- _JOB_:
Switch each "Query" to "Target" in the records running from the line with "In this picture, where can the man" up to and including the line with "point(431, 129)". Reproduce only those lines, leaving everything else in them unchanged.

- _INFORMATION GIVEN_:

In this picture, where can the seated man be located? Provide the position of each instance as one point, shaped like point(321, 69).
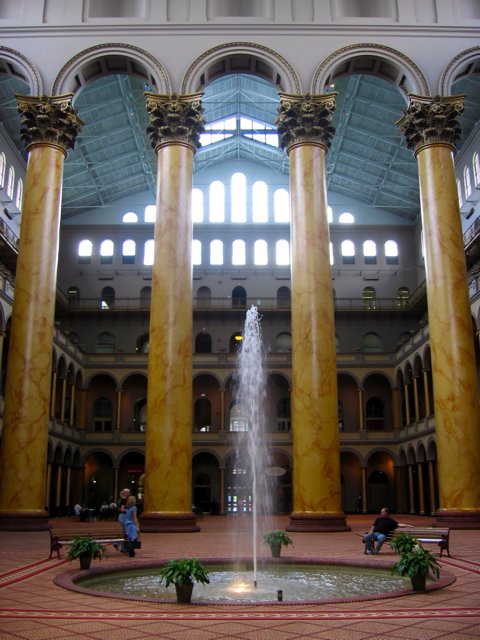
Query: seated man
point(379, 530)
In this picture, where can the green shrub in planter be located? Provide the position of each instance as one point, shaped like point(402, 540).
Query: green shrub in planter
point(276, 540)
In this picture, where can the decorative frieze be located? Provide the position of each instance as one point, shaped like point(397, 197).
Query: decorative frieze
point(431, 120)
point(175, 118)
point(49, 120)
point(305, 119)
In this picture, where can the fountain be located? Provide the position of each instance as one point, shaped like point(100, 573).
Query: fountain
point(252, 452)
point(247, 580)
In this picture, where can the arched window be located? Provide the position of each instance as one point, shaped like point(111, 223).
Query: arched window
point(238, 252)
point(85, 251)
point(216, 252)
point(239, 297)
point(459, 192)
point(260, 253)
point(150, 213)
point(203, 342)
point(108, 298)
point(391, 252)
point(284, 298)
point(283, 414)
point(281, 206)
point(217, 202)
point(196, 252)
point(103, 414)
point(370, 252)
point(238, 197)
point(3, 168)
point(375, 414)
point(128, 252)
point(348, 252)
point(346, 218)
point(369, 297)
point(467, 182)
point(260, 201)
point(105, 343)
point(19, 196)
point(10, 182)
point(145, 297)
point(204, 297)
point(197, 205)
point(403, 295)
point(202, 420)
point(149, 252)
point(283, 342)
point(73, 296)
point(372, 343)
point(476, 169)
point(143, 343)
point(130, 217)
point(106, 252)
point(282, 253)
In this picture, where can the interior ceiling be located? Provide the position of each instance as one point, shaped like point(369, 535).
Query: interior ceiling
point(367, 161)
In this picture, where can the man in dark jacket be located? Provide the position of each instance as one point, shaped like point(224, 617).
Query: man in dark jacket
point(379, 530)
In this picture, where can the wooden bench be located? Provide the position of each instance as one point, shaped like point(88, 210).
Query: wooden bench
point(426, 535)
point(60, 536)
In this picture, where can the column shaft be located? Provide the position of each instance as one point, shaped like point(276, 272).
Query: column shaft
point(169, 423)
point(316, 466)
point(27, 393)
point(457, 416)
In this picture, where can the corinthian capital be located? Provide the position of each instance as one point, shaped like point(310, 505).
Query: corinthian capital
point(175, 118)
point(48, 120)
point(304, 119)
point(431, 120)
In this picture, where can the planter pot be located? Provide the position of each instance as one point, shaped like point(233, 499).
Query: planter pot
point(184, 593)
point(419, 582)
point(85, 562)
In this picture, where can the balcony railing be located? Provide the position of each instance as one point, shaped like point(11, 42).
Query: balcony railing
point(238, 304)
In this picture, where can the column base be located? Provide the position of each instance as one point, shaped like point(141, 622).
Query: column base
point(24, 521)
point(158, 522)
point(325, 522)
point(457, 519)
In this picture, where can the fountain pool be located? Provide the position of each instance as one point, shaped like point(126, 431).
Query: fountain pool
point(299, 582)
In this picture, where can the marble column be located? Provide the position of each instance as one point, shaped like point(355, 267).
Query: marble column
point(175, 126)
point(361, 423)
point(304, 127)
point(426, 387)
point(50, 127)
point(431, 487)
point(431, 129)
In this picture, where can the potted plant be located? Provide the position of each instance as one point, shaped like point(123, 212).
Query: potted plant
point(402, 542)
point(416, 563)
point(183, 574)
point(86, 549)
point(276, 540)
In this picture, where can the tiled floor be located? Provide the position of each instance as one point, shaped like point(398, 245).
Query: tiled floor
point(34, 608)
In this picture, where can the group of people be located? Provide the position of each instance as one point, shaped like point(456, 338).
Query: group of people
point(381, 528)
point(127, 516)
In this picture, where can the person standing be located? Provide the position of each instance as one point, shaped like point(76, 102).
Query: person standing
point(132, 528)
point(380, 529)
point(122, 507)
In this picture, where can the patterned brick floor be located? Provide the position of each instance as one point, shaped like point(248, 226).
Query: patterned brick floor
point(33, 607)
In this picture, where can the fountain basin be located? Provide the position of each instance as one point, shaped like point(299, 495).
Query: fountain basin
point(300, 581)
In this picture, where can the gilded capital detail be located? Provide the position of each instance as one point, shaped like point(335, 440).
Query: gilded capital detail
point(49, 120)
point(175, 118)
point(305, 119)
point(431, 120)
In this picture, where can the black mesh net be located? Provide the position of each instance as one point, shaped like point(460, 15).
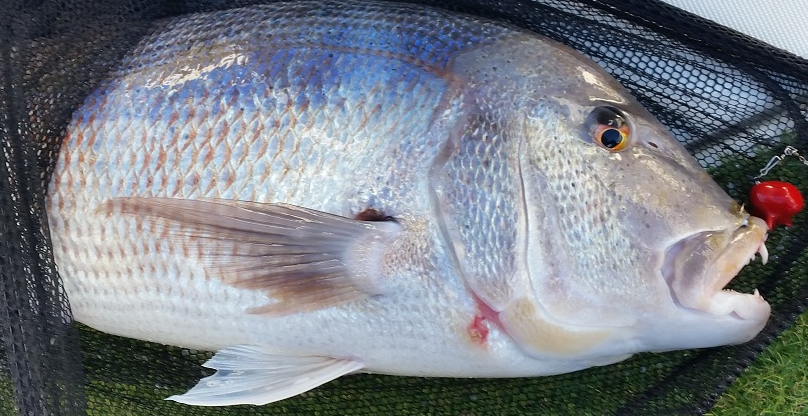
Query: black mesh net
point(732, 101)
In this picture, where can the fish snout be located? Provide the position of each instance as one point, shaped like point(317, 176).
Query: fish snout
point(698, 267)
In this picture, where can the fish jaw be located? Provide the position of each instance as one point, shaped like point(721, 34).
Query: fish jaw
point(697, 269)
...
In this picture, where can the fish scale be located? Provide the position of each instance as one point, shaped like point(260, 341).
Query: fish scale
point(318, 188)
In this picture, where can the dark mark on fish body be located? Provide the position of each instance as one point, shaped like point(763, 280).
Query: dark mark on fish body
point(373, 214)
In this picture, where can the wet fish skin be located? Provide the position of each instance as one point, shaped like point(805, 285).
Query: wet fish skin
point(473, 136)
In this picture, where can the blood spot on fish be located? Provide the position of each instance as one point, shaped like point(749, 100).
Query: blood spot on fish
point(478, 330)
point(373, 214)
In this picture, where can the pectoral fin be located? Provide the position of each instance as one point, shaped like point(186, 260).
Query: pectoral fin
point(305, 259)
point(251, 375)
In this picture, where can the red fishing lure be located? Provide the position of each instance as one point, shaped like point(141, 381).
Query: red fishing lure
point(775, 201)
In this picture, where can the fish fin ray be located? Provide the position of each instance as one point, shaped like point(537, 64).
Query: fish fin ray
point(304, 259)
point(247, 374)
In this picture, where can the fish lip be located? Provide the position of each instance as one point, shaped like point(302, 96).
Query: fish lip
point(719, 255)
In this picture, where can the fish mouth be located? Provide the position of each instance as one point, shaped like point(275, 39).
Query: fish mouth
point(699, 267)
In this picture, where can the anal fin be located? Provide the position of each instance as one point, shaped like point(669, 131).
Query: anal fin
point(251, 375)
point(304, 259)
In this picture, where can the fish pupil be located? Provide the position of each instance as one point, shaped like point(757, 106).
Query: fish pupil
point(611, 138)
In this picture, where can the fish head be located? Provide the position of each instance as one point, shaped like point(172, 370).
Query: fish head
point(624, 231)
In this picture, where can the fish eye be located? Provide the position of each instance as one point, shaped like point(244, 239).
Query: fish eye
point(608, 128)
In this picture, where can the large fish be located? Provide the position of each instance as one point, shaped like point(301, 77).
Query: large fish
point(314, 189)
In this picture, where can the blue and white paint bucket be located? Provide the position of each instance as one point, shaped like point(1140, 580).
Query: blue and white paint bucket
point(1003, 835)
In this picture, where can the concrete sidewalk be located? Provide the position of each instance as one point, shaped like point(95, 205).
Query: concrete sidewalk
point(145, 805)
---
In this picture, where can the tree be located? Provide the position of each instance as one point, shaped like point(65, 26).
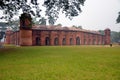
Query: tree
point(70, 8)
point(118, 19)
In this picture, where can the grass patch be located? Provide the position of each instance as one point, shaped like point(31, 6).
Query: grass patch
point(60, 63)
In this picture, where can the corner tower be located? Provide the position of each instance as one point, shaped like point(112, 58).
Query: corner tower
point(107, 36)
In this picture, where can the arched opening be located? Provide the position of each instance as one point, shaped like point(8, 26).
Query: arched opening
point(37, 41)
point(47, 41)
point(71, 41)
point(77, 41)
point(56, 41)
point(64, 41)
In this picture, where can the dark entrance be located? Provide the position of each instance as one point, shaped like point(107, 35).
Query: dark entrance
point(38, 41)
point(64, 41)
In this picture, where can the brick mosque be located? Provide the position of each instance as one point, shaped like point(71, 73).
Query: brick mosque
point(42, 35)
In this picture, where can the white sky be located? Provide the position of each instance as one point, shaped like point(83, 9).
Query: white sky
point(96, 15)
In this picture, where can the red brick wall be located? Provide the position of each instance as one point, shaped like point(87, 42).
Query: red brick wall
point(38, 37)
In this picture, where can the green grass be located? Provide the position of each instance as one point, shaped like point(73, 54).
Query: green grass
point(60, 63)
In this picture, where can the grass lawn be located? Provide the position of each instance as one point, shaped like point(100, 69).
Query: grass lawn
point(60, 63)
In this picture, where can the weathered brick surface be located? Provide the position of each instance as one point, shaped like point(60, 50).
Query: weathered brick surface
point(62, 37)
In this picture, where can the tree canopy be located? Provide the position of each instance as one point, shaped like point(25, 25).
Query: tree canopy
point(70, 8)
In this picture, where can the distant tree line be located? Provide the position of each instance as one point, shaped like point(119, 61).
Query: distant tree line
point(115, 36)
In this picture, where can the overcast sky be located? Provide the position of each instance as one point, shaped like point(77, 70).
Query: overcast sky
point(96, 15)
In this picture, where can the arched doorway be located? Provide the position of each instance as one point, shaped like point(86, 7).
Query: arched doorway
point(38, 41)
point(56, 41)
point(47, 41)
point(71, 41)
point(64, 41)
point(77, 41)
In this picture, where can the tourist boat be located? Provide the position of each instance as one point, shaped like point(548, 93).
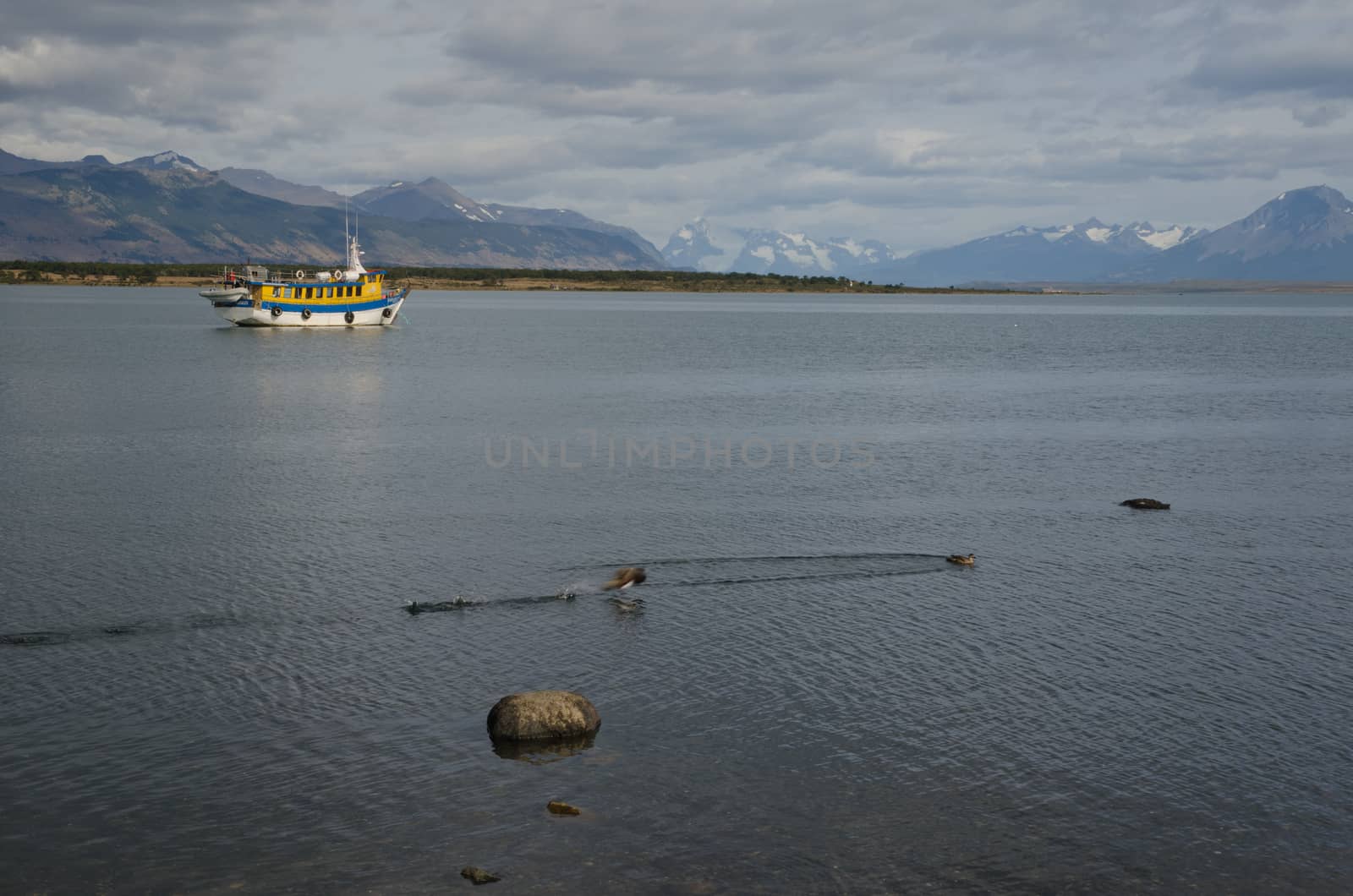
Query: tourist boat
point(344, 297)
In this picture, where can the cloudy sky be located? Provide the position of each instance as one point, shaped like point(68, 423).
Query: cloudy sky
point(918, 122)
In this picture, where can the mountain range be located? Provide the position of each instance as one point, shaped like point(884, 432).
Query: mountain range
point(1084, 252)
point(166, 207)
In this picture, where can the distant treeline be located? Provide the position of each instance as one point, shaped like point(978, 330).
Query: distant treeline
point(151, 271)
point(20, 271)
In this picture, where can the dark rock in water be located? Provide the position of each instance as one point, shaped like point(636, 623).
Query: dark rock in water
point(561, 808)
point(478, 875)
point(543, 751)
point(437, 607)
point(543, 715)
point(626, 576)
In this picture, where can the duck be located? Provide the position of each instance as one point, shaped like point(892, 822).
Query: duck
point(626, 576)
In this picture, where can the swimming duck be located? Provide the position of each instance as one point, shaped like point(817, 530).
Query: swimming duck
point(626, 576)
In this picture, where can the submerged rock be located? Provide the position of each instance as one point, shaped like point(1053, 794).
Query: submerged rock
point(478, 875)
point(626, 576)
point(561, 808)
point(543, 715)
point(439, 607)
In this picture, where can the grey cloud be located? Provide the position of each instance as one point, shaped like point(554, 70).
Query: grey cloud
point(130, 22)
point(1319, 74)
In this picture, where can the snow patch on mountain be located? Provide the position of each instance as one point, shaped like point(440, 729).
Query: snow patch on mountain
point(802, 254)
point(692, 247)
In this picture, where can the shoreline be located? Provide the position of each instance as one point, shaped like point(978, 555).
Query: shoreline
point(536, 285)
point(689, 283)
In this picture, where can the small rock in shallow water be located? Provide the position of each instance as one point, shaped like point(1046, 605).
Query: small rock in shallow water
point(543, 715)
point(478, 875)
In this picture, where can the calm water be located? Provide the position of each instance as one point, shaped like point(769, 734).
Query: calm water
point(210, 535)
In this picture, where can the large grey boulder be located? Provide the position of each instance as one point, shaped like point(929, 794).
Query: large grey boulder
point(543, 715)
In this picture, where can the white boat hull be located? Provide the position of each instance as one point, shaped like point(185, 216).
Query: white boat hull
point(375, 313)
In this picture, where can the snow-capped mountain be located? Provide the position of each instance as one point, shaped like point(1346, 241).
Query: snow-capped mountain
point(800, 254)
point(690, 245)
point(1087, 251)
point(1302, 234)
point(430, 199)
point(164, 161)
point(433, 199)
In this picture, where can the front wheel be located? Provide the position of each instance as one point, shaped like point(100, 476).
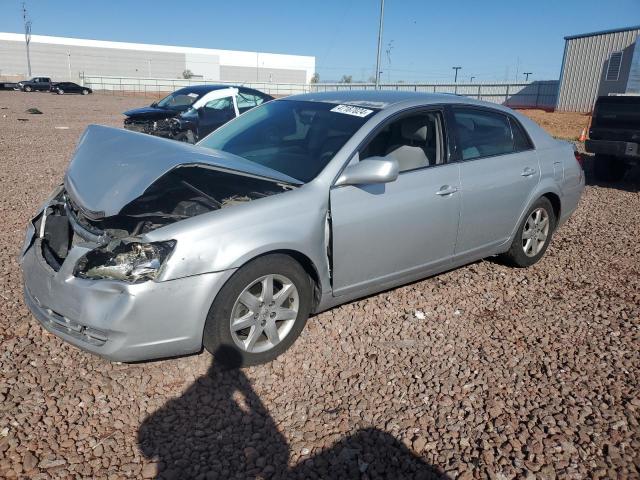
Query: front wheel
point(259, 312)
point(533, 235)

- _WORKED SOLUTION_:
In this picture, where can the man in dark jacket be located? Provide the position of each instance as one point, shaped like point(224, 617).
Target: man in dark jacket
point(379, 530)
In this picture, where can the wooden bench be located? Provide the position of each instance as one point, shaped like point(88, 210).
Target: wooden bench
point(426, 535)
point(60, 536)
In this picture, where can the column shaft be located? Provide the position of each instance as one point, shaped like point(276, 272).
Target: column shaft
point(169, 423)
point(316, 466)
point(27, 393)
point(457, 416)
In this picture, where can the corinthian capital be located? Provide the position of each instance as one point, shaped like point(310, 505).
Target: corinthian capital
point(175, 118)
point(48, 120)
point(304, 119)
point(431, 120)
In this picture, where can the planter pot be located? Provide the position of each instance as one point, shaped like point(233, 499).
Target: planter pot
point(184, 593)
point(419, 582)
point(85, 562)
In this picture, where can the balcony railing be located? Provide the position of each instance as one point, shaped like point(11, 42).
Target: balcony railing
point(238, 304)
In this picture, where can the column base be located? Provide the position of each instance as one point, shaped like point(141, 622).
Target: column base
point(24, 521)
point(158, 522)
point(325, 522)
point(457, 519)
In this picture, where can the fountain pool be located? Provide the position of each instance as one point, shaped like point(126, 431).
Target: fountain pool
point(299, 582)
In this picture, where can the marble column be located? Provide the position of each instance as one point, shaped like point(355, 267).
Target: marble column
point(175, 126)
point(361, 423)
point(304, 127)
point(426, 387)
point(50, 127)
point(431, 487)
point(431, 129)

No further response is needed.